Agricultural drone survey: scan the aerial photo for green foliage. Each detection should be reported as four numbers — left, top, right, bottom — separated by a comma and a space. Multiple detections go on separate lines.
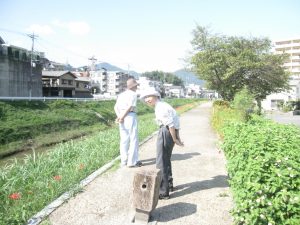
213, 100, 230, 108
233, 89, 255, 120
141, 71, 183, 86
211, 103, 244, 138
222, 116, 300, 225
191, 25, 289, 101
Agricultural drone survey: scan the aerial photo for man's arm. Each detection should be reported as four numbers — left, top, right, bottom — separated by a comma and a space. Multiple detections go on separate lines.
118, 106, 134, 123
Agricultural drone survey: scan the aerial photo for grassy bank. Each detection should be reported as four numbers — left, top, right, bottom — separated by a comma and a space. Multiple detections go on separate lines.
0, 99, 204, 225
212, 102, 300, 225
0, 100, 164, 158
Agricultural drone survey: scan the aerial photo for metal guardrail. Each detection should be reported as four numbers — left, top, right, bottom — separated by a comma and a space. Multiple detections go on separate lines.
0, 96, 116, 102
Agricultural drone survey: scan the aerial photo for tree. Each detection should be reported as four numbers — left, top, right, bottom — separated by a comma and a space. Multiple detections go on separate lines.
190, 25, 289, 110
141, 71, 183, 86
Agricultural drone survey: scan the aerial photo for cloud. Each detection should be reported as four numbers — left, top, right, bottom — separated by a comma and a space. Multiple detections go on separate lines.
52, 20, 91, 35
26, 24, 55, 35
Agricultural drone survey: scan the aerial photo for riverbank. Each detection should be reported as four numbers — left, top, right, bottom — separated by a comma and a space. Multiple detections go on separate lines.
47, 103, 233, 225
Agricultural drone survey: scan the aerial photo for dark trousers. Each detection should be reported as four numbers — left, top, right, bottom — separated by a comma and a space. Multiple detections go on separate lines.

══════

■ What to do
Copy all the records above word for word, leaving out the pictures.

■ Output below
Agricultural drone survey: scan the aerial photo for green foliage. Each detection should be reported as four numbers — left, top, right, bottom — separated by a comma and a space. Multiple detections go on separate lines.
213, 100, 230, 108
233, 89, 255, 120
141, 71, 183, 86
211, 103, 244, 138
222, 116, 300, 225
191, 25, 289, 101
Agricultural drone survey: scan the aerial photo for man's arm. Each detection should be reported as four numbers — left, top, right, bottom — separated by a comma and a space. Multiple detections go on separate lines.
118, 106, 134, 123
Agricultural drone survey: scan the aerial photo for grassy bank. Each detection should be reported as four numbers — left, top, right, bottom — separated by a comma and a space. Multiple detections go on separate lines.
0, 99, 204, 225
212, 102, 300, 225
0, 100, 164, 158
Agricultural drone survey: scan the aerial photo for metal guardrail. Each detection should be reported as four numbers — left, top, right, bottom — separated by a comma and a space. Multiple detections go on separate lines.
0, 96, 116, 102
Agricultural drone survey: scan the aerial photo for tree. Each detection should be reported as four numbers — left, top, right, bottom — separated by a comma and a space. Multiple detections go on separate lines.
190, 25, 289, 110
141, 71, 183, 86
Agricultural drone survey: scan the aerial photo for cloud. Each detection should be reported as four numbers — left, top, right, bottom — separated by a comma and a space. Multiple detections go on separate lines.
52, 20, 91, 35
26, 24, 55, 35
Agricultural drone survey: scan the aerial photo for riverbank. Each detection should be reported as four numbers — left, top, right, bottom — separated by a comma and a space. Multiple detections go on separate lines.
47, 103, 233, 225
Agricultural drone survey: scan the aerial photo for dark trousers. Each detection should be reported as four numbers — left, top, right, bottom — separated by a comma and a space. Multiple detections go on separate lines.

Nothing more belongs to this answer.